• _Items listed in a dataset_:
::::::::::
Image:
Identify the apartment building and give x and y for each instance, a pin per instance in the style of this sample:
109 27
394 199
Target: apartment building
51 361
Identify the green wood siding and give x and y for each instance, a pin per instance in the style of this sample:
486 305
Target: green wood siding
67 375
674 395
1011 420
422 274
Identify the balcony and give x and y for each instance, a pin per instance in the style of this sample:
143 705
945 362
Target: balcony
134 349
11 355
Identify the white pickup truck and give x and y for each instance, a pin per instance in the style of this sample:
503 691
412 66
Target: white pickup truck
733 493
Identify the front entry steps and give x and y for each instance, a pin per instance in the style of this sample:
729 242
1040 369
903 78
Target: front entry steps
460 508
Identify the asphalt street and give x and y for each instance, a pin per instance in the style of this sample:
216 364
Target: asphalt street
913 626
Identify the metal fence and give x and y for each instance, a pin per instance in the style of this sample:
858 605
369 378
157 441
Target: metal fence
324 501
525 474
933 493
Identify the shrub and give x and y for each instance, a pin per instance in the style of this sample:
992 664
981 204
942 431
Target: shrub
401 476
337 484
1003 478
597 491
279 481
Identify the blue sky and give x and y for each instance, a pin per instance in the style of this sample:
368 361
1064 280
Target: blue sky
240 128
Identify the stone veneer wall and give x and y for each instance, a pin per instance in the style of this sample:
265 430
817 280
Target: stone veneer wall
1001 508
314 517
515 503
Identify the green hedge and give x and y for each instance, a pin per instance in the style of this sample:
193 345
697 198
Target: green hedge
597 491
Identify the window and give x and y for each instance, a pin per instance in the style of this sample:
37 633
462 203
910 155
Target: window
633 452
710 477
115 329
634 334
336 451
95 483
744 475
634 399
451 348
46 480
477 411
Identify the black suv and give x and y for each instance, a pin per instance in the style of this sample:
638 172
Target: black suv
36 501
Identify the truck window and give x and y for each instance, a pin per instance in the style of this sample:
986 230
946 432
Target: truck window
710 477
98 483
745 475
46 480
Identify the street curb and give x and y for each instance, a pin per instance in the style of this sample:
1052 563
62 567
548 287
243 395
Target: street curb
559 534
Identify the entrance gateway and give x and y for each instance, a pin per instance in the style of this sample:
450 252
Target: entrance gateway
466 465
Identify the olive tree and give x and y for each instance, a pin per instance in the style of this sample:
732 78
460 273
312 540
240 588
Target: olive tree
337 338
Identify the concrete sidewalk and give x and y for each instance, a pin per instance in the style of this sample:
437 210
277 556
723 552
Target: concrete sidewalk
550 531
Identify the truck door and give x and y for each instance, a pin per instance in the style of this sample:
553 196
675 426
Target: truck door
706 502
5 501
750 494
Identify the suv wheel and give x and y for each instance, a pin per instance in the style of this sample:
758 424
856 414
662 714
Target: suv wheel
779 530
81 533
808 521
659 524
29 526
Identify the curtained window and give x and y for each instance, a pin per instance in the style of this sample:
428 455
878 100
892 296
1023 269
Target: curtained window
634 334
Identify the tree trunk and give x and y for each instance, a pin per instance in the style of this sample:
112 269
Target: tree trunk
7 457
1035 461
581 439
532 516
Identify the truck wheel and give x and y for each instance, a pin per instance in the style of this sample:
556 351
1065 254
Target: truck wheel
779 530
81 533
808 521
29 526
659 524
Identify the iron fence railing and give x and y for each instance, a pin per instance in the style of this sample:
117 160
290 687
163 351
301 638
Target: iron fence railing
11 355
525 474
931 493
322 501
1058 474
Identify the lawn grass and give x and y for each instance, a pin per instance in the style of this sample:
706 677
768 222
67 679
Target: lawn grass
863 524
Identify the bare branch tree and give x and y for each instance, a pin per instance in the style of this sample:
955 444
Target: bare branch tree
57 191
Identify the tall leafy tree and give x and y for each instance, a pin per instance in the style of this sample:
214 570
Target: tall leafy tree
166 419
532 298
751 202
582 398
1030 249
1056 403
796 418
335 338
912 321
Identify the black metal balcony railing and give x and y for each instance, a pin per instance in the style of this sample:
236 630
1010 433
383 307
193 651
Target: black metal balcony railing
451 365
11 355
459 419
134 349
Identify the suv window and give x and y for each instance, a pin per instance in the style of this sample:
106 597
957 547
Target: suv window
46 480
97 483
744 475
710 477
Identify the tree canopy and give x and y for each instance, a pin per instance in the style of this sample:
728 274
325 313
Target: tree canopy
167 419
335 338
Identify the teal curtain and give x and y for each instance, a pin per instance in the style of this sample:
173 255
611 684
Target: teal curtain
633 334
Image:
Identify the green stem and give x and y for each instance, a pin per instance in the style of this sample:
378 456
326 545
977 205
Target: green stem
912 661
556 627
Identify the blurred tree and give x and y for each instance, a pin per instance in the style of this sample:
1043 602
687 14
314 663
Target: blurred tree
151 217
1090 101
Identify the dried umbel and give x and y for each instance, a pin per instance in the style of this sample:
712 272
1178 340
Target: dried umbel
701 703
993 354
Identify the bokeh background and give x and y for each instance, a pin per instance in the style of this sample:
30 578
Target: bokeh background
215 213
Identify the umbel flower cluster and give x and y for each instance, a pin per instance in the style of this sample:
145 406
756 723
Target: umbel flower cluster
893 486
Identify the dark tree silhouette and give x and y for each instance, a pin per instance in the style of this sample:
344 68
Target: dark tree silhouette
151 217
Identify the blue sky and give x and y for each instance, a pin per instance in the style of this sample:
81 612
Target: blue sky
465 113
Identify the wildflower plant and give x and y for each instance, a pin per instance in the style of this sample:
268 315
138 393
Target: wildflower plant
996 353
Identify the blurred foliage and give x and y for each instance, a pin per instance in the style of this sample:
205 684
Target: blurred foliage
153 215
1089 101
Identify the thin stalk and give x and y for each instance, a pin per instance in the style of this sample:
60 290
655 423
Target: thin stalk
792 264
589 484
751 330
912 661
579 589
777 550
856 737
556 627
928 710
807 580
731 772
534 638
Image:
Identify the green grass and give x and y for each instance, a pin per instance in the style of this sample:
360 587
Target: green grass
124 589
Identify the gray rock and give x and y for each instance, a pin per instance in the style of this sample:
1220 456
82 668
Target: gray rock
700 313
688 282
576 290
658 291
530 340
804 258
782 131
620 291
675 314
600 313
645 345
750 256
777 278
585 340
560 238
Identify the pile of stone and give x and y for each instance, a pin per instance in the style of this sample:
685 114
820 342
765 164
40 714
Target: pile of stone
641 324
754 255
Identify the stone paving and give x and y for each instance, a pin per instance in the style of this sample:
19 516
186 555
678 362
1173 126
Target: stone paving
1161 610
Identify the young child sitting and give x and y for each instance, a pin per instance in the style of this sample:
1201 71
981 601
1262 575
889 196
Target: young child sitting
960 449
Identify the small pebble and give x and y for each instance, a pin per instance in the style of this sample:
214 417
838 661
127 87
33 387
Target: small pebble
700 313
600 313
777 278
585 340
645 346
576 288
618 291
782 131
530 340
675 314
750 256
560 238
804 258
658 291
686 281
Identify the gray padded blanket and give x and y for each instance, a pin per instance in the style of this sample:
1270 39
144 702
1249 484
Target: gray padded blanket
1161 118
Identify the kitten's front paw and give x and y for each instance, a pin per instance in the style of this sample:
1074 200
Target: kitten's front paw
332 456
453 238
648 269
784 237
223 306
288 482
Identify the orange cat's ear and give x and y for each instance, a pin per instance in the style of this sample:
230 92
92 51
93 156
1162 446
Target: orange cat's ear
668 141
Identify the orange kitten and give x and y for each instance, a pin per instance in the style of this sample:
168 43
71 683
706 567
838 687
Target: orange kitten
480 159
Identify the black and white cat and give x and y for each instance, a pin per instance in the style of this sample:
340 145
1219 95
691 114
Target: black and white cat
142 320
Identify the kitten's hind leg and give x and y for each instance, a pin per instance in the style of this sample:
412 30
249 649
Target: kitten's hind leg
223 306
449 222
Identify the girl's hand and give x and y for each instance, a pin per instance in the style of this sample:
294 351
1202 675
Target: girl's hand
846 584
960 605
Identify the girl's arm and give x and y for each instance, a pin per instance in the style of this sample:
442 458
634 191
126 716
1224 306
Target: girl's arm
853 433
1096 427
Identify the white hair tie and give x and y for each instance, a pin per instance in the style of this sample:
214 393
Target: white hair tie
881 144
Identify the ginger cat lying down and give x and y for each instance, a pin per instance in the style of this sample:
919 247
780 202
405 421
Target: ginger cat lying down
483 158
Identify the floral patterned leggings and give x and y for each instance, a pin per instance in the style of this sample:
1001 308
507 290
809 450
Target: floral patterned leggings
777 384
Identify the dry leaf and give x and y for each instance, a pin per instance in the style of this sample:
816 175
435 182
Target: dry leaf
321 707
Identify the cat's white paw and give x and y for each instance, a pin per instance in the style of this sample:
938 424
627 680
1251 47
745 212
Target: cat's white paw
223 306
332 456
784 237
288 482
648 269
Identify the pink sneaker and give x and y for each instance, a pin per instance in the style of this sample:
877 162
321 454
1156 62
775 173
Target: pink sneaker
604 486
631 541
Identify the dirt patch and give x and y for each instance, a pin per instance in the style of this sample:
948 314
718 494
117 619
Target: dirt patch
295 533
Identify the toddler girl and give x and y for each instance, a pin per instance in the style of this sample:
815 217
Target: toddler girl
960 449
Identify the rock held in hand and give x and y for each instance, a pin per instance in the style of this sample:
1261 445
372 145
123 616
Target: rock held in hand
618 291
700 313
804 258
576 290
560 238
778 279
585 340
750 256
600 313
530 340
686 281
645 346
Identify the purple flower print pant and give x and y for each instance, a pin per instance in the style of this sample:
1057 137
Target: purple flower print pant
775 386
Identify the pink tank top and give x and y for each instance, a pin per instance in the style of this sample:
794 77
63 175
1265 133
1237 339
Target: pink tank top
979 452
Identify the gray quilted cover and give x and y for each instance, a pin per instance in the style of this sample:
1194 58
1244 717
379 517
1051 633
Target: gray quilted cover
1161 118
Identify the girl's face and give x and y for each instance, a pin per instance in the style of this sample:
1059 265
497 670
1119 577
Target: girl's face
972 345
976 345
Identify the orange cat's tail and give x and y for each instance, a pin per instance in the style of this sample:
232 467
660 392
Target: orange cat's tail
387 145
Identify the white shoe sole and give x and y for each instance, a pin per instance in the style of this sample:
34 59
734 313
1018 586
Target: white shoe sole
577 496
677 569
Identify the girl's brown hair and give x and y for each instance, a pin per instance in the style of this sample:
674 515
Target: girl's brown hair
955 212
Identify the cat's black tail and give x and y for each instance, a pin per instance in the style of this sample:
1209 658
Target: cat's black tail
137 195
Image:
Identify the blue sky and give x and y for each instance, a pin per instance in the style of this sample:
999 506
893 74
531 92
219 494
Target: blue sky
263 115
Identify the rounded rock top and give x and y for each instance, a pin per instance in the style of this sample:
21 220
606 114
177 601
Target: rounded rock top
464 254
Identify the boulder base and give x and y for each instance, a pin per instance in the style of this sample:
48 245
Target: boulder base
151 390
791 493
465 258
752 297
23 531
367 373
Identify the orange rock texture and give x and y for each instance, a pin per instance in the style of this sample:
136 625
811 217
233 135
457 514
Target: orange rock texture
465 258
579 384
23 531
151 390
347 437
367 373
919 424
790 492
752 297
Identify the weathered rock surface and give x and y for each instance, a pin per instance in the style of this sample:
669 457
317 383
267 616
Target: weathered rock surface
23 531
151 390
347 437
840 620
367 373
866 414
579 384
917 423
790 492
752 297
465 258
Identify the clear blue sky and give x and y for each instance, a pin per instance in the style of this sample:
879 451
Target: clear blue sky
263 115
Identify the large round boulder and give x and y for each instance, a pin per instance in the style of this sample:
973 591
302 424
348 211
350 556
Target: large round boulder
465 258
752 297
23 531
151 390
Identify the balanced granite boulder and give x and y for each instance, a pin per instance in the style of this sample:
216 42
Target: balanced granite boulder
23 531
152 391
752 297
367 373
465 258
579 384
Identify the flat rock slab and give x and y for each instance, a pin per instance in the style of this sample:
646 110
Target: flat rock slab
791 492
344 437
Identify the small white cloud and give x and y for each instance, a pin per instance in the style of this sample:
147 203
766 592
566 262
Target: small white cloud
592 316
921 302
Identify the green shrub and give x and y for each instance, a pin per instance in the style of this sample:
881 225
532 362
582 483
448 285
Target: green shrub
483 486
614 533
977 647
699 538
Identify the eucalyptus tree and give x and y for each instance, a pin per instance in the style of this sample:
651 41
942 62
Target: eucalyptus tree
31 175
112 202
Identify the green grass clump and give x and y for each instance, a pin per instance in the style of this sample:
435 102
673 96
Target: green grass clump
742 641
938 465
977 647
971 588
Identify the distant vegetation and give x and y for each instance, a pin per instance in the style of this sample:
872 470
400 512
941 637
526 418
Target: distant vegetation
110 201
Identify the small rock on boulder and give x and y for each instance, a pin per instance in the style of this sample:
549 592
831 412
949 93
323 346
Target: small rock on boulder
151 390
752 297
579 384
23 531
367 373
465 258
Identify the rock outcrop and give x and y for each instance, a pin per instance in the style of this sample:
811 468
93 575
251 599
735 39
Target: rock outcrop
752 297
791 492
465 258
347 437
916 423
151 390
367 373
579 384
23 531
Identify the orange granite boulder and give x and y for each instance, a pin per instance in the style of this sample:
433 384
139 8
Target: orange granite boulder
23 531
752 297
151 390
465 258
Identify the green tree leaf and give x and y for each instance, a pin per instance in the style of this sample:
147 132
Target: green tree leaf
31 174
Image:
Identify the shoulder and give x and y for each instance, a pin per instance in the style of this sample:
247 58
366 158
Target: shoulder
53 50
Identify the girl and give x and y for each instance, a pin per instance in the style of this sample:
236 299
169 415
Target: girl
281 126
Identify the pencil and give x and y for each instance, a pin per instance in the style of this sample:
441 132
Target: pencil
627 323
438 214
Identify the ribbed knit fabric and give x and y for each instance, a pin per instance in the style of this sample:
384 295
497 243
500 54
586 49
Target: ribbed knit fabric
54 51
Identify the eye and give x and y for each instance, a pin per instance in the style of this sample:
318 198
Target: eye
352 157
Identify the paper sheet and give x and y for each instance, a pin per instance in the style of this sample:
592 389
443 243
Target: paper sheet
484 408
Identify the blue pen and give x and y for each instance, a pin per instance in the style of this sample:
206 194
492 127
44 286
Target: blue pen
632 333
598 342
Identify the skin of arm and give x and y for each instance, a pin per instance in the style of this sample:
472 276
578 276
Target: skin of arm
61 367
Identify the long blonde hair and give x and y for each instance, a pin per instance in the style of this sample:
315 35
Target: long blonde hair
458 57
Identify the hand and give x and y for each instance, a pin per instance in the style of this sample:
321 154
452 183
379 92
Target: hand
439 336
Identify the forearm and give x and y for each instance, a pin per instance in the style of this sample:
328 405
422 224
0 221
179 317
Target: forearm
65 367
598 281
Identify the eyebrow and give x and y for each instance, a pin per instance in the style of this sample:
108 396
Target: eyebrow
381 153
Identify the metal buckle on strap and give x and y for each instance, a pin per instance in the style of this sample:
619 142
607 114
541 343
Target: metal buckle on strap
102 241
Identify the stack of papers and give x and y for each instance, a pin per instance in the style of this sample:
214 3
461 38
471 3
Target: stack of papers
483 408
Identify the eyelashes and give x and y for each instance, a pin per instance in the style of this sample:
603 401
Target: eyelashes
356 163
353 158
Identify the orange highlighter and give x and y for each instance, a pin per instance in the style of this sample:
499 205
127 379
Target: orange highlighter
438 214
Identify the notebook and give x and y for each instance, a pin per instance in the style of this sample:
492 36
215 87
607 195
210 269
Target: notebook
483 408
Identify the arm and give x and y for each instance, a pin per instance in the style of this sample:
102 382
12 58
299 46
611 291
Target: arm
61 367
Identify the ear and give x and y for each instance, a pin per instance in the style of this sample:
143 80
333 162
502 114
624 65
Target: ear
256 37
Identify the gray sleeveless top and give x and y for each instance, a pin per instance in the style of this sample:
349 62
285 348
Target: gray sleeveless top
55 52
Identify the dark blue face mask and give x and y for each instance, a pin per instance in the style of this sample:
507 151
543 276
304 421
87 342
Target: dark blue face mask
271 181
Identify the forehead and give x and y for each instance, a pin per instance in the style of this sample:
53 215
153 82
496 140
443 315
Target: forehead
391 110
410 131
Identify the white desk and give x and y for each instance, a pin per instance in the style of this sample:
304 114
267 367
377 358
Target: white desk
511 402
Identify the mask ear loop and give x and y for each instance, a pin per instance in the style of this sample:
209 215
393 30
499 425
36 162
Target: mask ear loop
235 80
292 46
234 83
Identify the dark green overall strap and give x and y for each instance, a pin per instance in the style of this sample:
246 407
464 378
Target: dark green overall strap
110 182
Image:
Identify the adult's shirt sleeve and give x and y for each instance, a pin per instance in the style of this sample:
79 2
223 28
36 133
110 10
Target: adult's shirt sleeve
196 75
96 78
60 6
::::::::::
• _Exercise_: Copy out every line from the one containing "Identify the white desk" to the end of the material, both ends included.

• _The result_:
Identify the white desk and give x and y for each instance, a pin per instance in the style of this sample:
304 114
267 367
377 358
Target: white desk
511 402
Identify the mask ear loop and give x and y for each instance, a pin per instance in the style of this sample:
209 215
393 30
499 425
36 162
Target: mask ear loop
235 80
292 46
234 83
Identify the dark green overall strap and give x and y for each instance, a pin per instance in the style of this sample:
246 407
464 378
Target: dark green overall strap
110 182
Image:
Identify the adult's shirt sleeve and give x and y for each instance, a pin per instance in the style of this sample:
79 2
223 28
36 133
110 10
Target: adult's shirt sleeve
196 75
96 78
60 6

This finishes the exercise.